What you have to do> Rewrite every row below in full, instructions included, scaling each coordinate in the polygon answers by 1.65 and rounding to the nearest whole number, with halves rounded up. Leave the pictures out of your version.
'''
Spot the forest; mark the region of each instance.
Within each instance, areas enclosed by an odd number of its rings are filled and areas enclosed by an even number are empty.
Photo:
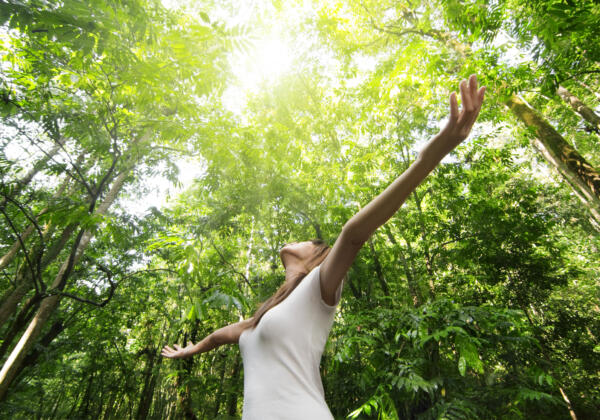
[[[240,419],[237,345],[161,349],[252,316],[471,74],[470,137],[348,273],[325,399],[599,418],[599,41],[596,0],[0,0],[0,418]]]

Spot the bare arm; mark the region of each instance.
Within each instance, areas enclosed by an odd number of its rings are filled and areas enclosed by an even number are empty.
[[[332,305],[335,302],[338,286],[354,262],[356,254],[373,232],[398,211],[410,193],[444,156],[469,135],[481,109],[485,88],[477,89],[477,79],[473,75],[468,83],[461,82],[460,93],[463,105],[460,113],[456,94],[452,93],[450,118],[446,127],[424,146],[410,168],[344,225],[331,252],[321,265],[321,295],[326,303]]]
[[[161,354],[171,359],[181,359],[193,356],[196,353],[205,353],[216,347],[222,346],[223,344],[236,344],[238,343],[242,331],[244,331],[245,327],[250,325],[251,322],[252,318],[249,318],[219,328],[196,344],[189,342],[186,347],[180,347],[177,344],[173,345],[174,348],[165,346]]]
'''
Correct result>
Spot the forest; mark the region of each instance.
Within each instance, areas enclosed by an odd number of its rings are filled and areas enclosed by an even number are empty.
Photo:
[[[396,691],[391,569],[266,576],[416,521],[777,122],[776,226],[574,450],[536,658],[988,690],[988,68],[983,0],[0,0],[0,690]]]

Spot the bare arm; mark the region of each instance.
Within each instance, areas enclosed by an odd number of its rings are filled and areas enclosed by an even number are empty.
[[[548,503],[553,498],[558,472],[584,432],[587,419],[615,383],[657,348],[677,318],[733,257],[774,223],[794,180],[800,145],[787,147],[787,130],[780,124],[772,137],[761,135],[759,153],[764,173],[759,186],[752,155],[746,153],[743,195],[736,210],[700,241],[677,277],[568,371],[546,416],[530,437],[530,487],[538,500]]]
[[[266,584],[282,592],[299,592],[318,587],[323,582],[338,582],[356,573],[366,571],[368,568],[389,568],[393,566],[399,546],[403,546],[404,540],[413,536],[414,531],[416,525],[411,525],[361,541],[323,568],[312,564],[307,573],[297,573],[292,568],[285,569],[287,574],[272,571]]]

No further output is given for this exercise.